**AIM**
Can you rewrite the rows below, swapping every "provides" for "returns" and leaving everything else unchanged?

**MATERIAL SHOWN**
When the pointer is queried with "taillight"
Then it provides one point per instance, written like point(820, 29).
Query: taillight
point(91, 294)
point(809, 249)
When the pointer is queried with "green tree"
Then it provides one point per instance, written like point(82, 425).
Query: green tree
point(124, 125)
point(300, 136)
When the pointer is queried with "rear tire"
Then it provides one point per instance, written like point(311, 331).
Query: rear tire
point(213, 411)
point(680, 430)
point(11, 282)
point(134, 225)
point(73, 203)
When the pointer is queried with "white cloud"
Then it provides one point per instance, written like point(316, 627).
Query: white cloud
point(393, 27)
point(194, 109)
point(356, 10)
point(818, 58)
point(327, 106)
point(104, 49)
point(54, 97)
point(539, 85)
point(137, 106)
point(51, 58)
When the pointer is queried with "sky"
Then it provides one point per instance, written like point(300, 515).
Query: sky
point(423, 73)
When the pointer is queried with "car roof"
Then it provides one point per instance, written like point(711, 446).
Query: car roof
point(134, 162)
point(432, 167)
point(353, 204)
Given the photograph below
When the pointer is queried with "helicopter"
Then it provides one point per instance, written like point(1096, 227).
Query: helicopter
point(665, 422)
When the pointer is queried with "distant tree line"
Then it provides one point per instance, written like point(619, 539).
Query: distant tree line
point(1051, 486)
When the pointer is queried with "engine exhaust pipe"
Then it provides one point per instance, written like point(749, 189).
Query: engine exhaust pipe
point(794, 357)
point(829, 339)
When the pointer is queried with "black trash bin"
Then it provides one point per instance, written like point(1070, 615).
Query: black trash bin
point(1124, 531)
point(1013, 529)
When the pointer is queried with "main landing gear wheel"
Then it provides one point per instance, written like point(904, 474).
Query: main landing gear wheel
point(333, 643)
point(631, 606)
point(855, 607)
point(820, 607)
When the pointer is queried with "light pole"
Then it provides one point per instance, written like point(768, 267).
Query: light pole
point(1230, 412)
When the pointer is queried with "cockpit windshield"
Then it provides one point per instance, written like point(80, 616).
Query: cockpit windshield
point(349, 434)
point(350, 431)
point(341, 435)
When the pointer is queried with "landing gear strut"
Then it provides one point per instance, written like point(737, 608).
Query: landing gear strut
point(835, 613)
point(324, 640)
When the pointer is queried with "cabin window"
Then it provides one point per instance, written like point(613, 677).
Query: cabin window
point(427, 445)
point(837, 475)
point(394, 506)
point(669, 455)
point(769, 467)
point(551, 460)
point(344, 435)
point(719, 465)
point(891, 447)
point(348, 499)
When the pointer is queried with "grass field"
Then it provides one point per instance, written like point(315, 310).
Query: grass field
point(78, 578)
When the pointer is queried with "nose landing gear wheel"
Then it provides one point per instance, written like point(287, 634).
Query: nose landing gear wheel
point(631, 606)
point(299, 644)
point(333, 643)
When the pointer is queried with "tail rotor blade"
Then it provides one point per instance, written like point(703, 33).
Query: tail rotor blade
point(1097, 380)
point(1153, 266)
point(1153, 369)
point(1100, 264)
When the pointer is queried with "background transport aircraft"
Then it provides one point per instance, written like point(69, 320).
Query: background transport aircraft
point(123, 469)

**ANSWER TO THIS EXERCISE**
When the pointer is queried with "taillight"
Then it returns one point per instance, written like point(820, 29).
Query: taillight
point(91, 294)
point(809, 249)
When the pointer is queried with "green tree"
Then it returns one point per instance, written like point(82, 425).
Query: green tree
point(124, 125)
point(300, 136)
When the pointer is queried with "rear tire"
Then it returns one point per instance, written like point(311, 331).
Query: rear tire
point(213, 411)
point(680, 430)
point(11, 282)
point(134, 225)
point(73, 203)
When the pointer is queried with "white cloud"
Then it returns one point per instance, written like point(316, 627).
Query: white cloud
point(393, 27)
point(194, 109)
point(356, 10)
point(818, 58)
point(327, 106)
point(104, 49)
point(54, 97)
point(539, 85)
point(137, 106)
point(51, 58)
When the pointer is queried with "sky"
Then it returns one point per instance, written like point(300, 515).
Query: sky
point(423, 73)
When the pointer is queried with "car roof"
Then it returns one point per instance, written like point(711, 446).
Query: car roof
point(134, 162)
point(432, 167)
point(353, 204)
Given the photograph below
When the pointer is queried with "helicopter"
Then it returns one point per instance, written like point(1096, 227).
Query: helicopter
point(665, 422)
When the pointer is queried with "distant tree line"
Then it returns one point per instance, written like point(619, 539).
Query: distant tree line
point(1051, 486)
When the pointer is queried with "engine exhaust pipe"
Then it returns one point per instance, written like point(749, 189).
Query: engine exhaust pipe
point(794, 357)
point(829, 339)
When the pointer is queried with "black trash bin"
Then it returns one point per instance, written like point(1070, 615).
Query: black trash bin
point(1124, 531)
point(1013, 529)
When the pointer is queried with "main landing gear wheel"
Then it returns one point per instance, written like point(904, 474).
Query: main landing gear wheel
point(333, 643)
point(631, 606)
point(855, 607)
point(820, 607)
When the pointer is queried with "light pole"
Then it returns one point per instance, written like point(768, 267).
Query: light pole
point(1230, 412)
When the pointer is queried with "cockpit windshield"
Then it returns one point per instance, written like point(80, 616).
Query: cockpit windshield
point(349, 434)
point(350, 431)
point(341, 435)
When the pointer is queried with "landing gear strut"
Then it returns one point per instance, written like point(737, 608).
Query: landing gear strut
point(835, 613)
point(324, 640)
When the pointer is queried with "cabin window"
Then it returns one point per instance, written like point(613, 677).
Query: cabin window
point(427, 445)
point(837, 475)
point(394, 506)
point(669, 455)
point(769, 467)
point(551, 460)
point(344, 435)
point(719, 465)
point(891, 447)
point(348, 499)
When the pointer is queried with "grass field"
Then it returns one point per instance, written like point(315, 310).
Query: grass field
point(78, 578)
When the pointer is queried with "nose landing gear wheel"
Then it returns one point per instance, written like point(287, 634).
Query: nose landing gear wheel
point(631, 606)
point(299, 644)
point(333, 643)
When the pointer is queried with "tail rotor blade"
Then it returns one point per instance, written like point(703, 33).
Query: tail rotor blade
point(1097, 380)
point(1153, 266)
point(1153, 369)
point(1100, 264)
When the pointer is queried with "background transport aircraft"
Then it returns one point per instance, written like point(69, 320).
Query: background transport aircraft
point(123, 469)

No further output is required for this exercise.